[[ Data to use open ]]

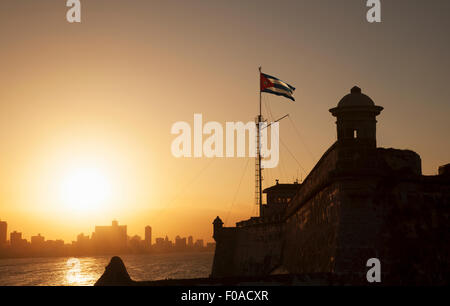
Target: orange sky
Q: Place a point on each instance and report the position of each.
(104, 94)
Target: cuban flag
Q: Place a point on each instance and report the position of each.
(275, 86)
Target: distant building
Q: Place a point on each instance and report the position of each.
(37, 242)
(210, 246)
(3, 232)
(110, 238)
(148, 236)
(199, 244)
(16, 240)
(180, 243)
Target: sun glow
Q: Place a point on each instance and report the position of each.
(85, 189)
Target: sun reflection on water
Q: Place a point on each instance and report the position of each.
(76, 276)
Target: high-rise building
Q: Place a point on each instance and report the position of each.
(3, 228)
(148, 236)
(16, 240)
(110, 238)
(37, 241)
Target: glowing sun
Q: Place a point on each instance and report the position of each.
(85, 189)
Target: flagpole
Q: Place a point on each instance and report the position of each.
(259, 149)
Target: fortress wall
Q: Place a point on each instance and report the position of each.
(312, 232)
(259, 249)
(252, 250)
(223, 262)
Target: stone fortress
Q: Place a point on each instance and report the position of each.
(358, 202)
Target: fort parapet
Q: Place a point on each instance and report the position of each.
(358, 202)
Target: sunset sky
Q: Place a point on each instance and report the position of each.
(97, 100)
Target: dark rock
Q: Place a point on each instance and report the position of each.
(115, 274)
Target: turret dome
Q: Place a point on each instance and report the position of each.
(355, 98)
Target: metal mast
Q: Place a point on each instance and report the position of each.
(258, 170)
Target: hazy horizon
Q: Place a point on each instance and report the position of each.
(104, 94)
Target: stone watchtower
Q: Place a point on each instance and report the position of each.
(356, 123)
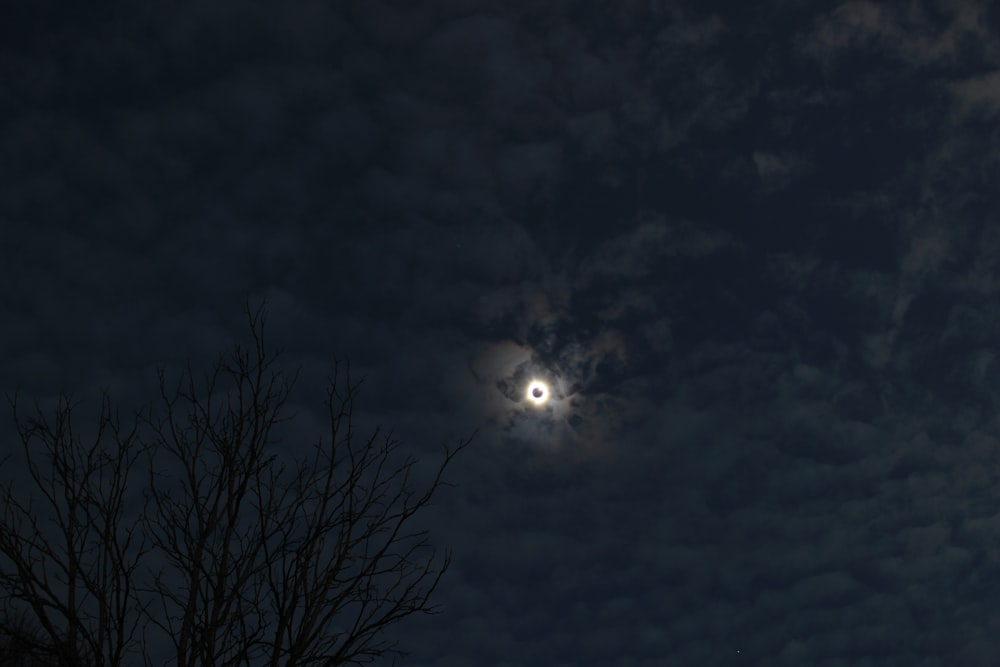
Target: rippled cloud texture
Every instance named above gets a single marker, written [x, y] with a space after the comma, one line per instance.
[751, 249]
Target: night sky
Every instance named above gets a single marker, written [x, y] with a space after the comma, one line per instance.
[750, 247]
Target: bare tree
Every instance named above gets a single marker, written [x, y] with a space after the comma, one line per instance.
[239, 556]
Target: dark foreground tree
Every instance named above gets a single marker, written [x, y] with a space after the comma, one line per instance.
[189, 529]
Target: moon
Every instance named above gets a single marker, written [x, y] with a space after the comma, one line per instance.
[538, 392]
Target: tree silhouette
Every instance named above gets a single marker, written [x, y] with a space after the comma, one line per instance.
[187, 525]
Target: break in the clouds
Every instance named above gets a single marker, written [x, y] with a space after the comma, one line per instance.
[749, 249]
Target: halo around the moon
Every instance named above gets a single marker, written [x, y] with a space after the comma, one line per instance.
[538, 392]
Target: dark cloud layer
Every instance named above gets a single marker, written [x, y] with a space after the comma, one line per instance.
[751, 249]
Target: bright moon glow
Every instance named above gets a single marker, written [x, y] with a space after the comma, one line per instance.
[538, 392]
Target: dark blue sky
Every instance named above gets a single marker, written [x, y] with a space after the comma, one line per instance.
[752, 248]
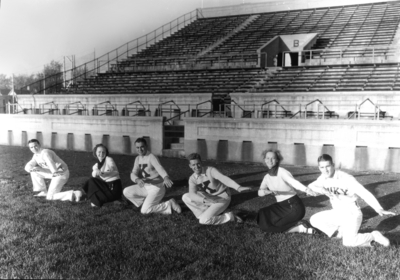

[[ Data to use closed ]]

Directions for this task: Pull every line containing "dark" from the material above.

Finished task:
Target: dark rock
Target: dark foreground tree
Target: dark cloud layer
Target: dark blue sky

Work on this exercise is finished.